## Task statement
Starting at the line below that contains "the wood grain", print each line through the end of the records exactly as it appears.

## Input data
###

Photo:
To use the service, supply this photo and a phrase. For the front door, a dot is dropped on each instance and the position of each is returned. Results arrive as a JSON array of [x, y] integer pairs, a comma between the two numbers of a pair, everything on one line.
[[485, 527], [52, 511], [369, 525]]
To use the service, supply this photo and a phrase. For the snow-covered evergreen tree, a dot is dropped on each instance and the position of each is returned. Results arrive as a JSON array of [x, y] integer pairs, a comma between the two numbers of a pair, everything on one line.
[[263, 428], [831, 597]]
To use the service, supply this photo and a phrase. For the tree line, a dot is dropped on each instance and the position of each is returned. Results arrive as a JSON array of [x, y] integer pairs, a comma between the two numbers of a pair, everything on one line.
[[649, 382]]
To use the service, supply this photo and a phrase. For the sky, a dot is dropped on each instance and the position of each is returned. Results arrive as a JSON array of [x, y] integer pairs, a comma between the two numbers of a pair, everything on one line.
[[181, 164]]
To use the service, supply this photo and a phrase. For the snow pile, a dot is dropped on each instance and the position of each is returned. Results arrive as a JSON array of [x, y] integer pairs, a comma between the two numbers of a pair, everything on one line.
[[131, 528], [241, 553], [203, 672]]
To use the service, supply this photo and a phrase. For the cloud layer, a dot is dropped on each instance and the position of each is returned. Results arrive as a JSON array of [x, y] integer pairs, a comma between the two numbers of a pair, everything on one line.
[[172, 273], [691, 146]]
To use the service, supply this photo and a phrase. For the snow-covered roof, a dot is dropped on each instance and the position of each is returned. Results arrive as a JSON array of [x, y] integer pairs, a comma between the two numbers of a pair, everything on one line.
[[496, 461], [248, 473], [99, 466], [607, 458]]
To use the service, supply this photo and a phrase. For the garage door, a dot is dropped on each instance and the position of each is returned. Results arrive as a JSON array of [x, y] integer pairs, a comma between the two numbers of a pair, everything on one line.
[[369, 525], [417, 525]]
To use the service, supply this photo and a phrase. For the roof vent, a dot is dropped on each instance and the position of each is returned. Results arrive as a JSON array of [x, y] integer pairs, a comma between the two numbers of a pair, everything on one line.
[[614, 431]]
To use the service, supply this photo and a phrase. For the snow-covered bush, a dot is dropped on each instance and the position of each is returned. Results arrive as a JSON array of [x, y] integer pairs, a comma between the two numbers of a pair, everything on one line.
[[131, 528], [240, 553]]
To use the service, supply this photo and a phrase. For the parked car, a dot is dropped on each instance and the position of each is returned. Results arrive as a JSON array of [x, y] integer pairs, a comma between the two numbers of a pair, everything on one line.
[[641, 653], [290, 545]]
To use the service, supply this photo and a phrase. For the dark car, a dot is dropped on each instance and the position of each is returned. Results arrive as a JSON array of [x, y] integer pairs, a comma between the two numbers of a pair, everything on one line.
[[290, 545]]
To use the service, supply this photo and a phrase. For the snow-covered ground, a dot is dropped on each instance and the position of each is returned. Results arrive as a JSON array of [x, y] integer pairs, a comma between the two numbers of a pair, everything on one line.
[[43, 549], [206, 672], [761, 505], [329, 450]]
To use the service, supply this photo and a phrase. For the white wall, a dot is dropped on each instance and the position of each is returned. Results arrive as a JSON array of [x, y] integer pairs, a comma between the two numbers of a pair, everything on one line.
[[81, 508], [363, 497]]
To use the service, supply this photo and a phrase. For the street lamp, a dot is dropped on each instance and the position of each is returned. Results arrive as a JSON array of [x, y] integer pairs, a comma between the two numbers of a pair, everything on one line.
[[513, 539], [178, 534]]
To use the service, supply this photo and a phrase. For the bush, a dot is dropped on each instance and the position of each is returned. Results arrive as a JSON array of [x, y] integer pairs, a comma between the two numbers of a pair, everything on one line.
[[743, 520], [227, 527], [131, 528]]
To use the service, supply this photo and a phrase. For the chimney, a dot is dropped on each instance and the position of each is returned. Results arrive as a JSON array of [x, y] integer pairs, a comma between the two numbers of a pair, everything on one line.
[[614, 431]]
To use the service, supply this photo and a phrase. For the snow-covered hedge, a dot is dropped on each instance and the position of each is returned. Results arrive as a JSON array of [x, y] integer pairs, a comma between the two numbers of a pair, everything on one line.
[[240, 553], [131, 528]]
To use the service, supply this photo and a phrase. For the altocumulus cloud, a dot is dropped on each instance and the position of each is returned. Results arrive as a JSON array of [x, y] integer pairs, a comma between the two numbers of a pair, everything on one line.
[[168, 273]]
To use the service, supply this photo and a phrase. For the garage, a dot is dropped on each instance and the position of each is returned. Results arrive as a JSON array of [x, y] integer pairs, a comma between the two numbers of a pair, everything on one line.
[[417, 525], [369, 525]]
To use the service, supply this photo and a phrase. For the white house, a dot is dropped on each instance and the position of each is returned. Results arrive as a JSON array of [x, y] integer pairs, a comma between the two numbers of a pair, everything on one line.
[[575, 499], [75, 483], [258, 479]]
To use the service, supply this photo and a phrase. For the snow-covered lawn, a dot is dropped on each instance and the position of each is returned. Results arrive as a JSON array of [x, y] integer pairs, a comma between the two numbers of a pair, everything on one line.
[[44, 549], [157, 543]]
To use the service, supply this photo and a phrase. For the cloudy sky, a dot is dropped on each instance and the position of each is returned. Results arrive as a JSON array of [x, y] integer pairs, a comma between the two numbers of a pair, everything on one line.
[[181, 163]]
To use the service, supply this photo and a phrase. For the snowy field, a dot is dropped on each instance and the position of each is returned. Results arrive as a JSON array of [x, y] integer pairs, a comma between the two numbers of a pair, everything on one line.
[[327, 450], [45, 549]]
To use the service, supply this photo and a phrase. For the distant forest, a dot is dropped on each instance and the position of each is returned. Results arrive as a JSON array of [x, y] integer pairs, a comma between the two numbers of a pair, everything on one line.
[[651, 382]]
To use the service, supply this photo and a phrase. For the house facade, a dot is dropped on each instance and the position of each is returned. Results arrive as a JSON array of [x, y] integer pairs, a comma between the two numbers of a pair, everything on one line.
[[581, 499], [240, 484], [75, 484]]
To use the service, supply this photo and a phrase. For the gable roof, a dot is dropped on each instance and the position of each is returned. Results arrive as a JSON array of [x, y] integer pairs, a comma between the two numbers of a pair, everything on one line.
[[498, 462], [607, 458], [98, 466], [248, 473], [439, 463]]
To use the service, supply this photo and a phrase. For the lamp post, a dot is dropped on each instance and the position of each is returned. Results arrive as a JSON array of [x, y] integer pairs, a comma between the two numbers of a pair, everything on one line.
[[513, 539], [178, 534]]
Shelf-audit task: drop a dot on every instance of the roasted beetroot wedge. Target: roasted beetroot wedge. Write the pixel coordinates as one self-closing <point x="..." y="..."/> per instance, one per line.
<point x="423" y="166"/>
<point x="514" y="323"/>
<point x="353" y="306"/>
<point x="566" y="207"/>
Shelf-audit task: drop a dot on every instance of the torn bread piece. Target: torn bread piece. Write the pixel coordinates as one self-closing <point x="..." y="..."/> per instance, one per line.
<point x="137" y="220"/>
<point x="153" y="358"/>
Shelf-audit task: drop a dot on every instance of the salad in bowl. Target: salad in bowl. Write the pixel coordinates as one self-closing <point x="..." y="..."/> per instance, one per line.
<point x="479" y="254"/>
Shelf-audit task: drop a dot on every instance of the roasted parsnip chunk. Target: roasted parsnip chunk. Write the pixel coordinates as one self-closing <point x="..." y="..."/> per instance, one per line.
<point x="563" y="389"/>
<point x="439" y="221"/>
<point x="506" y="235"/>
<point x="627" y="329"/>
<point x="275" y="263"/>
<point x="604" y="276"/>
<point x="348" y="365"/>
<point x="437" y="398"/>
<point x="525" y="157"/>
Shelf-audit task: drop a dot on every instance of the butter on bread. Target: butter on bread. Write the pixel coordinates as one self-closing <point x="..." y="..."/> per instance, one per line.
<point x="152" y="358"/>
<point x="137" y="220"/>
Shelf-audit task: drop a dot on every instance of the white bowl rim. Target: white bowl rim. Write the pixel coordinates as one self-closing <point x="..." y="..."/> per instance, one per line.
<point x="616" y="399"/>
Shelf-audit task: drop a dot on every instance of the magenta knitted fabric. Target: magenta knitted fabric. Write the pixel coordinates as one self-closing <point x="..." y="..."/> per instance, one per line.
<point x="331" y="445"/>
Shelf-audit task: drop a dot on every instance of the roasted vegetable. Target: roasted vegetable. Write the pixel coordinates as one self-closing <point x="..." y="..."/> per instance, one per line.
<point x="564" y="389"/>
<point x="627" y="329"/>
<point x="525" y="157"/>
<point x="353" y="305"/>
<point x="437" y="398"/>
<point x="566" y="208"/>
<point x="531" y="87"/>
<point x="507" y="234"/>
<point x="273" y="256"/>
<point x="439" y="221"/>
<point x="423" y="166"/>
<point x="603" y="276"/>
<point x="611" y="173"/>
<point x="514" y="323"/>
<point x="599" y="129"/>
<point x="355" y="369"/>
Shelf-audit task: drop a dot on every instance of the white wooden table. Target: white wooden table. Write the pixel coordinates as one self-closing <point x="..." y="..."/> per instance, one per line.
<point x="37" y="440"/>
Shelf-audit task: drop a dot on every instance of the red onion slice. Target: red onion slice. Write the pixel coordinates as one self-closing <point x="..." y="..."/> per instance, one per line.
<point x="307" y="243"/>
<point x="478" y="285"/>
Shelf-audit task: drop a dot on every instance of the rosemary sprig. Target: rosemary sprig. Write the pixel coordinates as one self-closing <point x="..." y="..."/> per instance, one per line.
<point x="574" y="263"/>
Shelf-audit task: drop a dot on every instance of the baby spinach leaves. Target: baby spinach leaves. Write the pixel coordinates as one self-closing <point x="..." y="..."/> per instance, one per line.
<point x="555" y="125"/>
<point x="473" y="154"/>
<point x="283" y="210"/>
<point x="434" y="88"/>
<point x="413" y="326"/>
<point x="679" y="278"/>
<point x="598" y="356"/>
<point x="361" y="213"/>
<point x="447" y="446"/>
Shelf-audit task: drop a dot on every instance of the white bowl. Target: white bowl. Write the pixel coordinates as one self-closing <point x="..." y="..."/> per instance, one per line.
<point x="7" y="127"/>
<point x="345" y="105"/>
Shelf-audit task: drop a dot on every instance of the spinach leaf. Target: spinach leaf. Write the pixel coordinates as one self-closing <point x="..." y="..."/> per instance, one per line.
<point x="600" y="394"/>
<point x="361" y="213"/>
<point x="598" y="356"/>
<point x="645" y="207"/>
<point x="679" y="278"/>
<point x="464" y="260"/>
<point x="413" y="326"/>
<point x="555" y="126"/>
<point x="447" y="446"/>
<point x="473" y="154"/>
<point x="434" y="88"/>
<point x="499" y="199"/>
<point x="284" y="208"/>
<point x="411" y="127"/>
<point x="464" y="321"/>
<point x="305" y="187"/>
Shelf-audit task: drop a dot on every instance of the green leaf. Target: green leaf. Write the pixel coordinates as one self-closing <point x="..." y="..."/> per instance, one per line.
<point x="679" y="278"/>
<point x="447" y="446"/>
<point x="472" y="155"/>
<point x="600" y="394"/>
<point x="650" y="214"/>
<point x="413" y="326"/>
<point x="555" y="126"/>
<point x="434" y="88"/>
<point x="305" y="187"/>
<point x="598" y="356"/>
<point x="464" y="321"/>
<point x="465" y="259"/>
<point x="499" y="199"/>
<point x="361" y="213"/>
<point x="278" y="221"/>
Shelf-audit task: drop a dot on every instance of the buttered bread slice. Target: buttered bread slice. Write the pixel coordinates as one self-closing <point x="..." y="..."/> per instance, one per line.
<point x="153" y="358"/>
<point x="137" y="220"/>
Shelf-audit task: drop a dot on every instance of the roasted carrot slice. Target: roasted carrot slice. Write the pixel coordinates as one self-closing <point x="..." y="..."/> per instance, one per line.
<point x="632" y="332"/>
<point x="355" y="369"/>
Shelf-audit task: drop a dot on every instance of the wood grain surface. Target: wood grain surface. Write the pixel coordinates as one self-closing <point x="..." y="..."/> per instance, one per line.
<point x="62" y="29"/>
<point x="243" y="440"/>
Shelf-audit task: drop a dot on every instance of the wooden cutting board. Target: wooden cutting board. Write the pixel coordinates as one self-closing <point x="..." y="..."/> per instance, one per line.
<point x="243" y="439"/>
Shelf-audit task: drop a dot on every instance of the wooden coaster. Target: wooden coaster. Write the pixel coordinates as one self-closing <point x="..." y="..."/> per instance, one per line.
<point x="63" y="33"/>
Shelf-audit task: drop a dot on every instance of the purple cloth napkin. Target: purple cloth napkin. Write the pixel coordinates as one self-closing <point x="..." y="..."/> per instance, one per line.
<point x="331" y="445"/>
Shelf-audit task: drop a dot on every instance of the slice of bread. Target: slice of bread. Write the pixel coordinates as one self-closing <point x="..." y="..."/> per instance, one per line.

###

## Exercise answer
Shelf-audit task: drop a dot on every instance of the wood grain surface. Target: wood grain surface. Write the pixel coordinates as one self-closing <point x="..." y="..."/> per instance, one per line.
<point x="62" y="29"/>
<point x="243" y="440"/>
Shelf-audit task: drop a dot on every instance of the wooden cutting board. Target: wooden cutting board. Write the pixel coordinates as one self-closing <point x="..." y="..."/> per instance, one per line.
<point x="243" y="439"/>
Shelf-audit task: drop a dot on every instance of the wooden coaster. Target: wooden coaster. Write the pixel coordinates as one self-closing <point x="..." y="..."/> per instance, one per line.
<point x="63" y="33"/>
Shelf-audit task: drop a dot on every instance of the purple cloth napkin. Target: purple cloth napkin. Write the pixel coordinates as one self-closing <point x="..." y="..."/> per instance, one per line.
<point x="331" y="445"/>
Shelf-audit task: drop a dot on every instance of the slice of bread. Target: slice of bread. Write the pixel coordinates as one self-closing <point x="..." y="..."/> per instance, one per line.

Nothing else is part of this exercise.